▸ Work to be completed
Only an exact copy of the entries, stripped of pictures, will serve as the answer.

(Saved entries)
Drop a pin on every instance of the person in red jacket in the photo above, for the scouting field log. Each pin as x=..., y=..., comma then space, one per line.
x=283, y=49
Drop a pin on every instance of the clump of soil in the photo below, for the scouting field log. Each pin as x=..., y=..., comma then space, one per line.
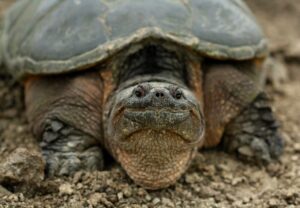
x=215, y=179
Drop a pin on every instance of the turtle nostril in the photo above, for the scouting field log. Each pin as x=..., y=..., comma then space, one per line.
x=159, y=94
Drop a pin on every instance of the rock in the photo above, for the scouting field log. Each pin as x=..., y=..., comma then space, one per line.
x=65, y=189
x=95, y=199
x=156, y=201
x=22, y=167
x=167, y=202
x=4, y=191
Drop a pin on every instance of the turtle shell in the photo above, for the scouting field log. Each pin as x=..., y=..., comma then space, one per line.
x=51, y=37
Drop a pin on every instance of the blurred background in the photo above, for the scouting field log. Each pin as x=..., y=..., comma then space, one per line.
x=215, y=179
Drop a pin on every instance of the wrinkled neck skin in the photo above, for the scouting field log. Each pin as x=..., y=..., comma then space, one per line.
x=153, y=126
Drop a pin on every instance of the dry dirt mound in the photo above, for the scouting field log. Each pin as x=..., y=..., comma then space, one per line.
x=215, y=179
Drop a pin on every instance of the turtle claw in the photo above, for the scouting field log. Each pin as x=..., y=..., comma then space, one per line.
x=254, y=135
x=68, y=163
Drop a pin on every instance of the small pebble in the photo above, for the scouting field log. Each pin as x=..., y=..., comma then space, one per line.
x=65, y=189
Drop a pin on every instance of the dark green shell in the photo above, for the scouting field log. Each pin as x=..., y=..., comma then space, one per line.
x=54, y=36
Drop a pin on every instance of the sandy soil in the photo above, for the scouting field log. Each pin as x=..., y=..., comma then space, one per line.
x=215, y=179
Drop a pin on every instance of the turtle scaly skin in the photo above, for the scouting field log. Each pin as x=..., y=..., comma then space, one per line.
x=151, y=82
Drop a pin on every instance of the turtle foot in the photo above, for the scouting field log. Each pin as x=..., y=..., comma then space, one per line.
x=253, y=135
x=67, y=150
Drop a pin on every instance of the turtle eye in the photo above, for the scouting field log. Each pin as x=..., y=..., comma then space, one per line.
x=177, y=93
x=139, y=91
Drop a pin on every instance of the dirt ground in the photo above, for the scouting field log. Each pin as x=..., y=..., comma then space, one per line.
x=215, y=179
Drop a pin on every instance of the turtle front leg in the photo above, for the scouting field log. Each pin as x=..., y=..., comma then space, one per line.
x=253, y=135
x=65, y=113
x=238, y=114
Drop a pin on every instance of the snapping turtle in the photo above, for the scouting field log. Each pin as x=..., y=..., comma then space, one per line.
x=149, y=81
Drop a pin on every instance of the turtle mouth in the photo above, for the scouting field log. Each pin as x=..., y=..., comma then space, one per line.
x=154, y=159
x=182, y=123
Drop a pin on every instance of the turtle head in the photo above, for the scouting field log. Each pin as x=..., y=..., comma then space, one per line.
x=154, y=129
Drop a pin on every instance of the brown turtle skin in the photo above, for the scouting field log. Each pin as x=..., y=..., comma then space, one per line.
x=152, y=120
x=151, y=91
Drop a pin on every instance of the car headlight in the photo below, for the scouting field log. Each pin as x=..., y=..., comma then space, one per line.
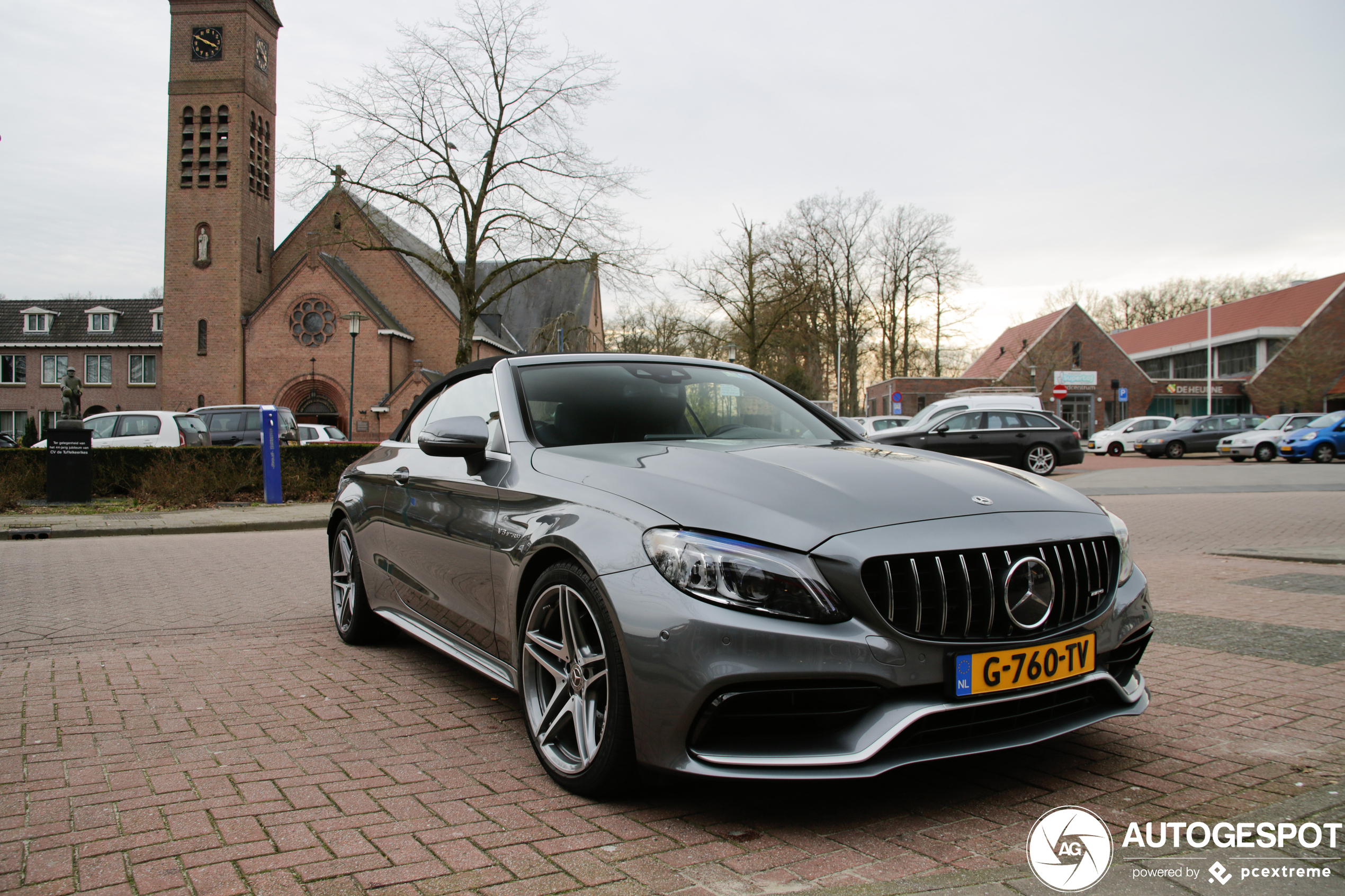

▸ Answer to this problem
Drop a pin on every instance of the person in red jacket in the photo above, for the scouting field log. Each pin as x=..., y=..., comma then space, one per line.
x=283, y=49
Drop a pin on every instance of the clump of soil in the photo below, for the scouting field log. Each pin as x=..., y=..., comma then space, one per line.
x=215, y=179
Drop a pin on every instance of the turtle nostril in the photo above, for the scouting field log. Each pin as x=..., y=..., comma then space, one per line.
x=159, y=94
Drop a pin on every instance of the rock in the photo above, for the scouting field log. Each pin as x=..., y=..., comma then space, one per line.
x=65, y=189
x=95, y=199
x=156, y=201
x=22, y=167
x=167, y=202
x=4, y=191
Drop a pin on every instance of the turtle shell in the photo above, for the scouting field log. Each pin as x=..., y=..., comma then space, one per line.
x=51, y=37
Drop a pin on every instance of the blurred background in the photo above, for the scouting field log. Each pin as x=..., y=..., comma then space, one per line.
x=215, y=179
Drop a pin on every instance of the wrinkled neck skin in the photo above, for the scouting field log. Each pin as x=..., y=..., comma then space, one per line.
x=153, y=126
Drop a pin on every instance of the dry dirt mound in the photo above, for the scouting field log. Each pin as x=..., y=..., comma then space, one per line.
x=215, y=179
Drop a pin on every instance of the turtle claw in the photo above, for the scouting field log. Each pin as x=..., y=..., comma then space, one per line.
x=254, y=135
x=68, y=163
Drop a pin on every instance of the small pebble in the photo above, for the scouting field log. Each pin as x=..., y=..., comma then space, one per line.
x=65, y=189
Drop a pin on every instance of the dark green shell in the photo above, for the scouting field log. Each pin as x=..., y=..., comma then space, one per line.
x=54, y=36
Drop a pin on every instance of the sandy soil in the photo above, for the scouting field log. Each pin as x=..., y=..., comma then space, one per line.
x=215, y=179
Drop a pin on every instance of the turtle scaly skin in the photo above, for the scouting field log. Each pin as x=..., y=..., comma then space, one per line.
x=151, y=82
Drop a pin on every instance of the turtle foot in the photo above, for the scouting field log. Each pin as x=..., y=..., comma then space, one per line.
x=253, y=135
x=67, y=150
Drop a pin on every instance of the turtle eye in the photo above, for the scouting field log. Each pin as x=..., y=..., comma then space, one per line.
x=177, y=93
x=139, y=91
Drop a pin on every instance of the dirt ground in the photo above, for the scouting field log. Each pin as x=..., y=..., comma then space, one per line.
x=215, y=179
Drop a pin on every instance of the turtle front leg in the photo above, for the scouting field log. Each pin as x=..., y=..., comma then space, one per line.
x=253, y=135
x=65, y=113
x=238, y=114
Drop a pin on every instance of the snapping turtle in the photo above, for the scouting field log. Each pin as x=..., y=..., comma then space, one per line.
x=149, y=81
Drop a pin on every instance of the turtle mouth in the photo above, for the scouting field log. Each pin as x=..., y=..., comma then space, one per line.
x=154, y=159
x=182, y=123
Drop a pin on every instance of the turtle head in the photo above, for the scouting field log. Each pin as x=..., y=..., comma then space, one per line.
x=154, y=129
Drop a pin on every instance of the brown turtle skin in the photo above, for the scouting field log. Each pin as x=..., y=..., comma then space, one per line.
x=152, y=120
x=151, y=91
Drop a pin on every instance of the car headlight in the photo below, for the scouting field log. Each pin as x=..., y=..., comma then space, one per line.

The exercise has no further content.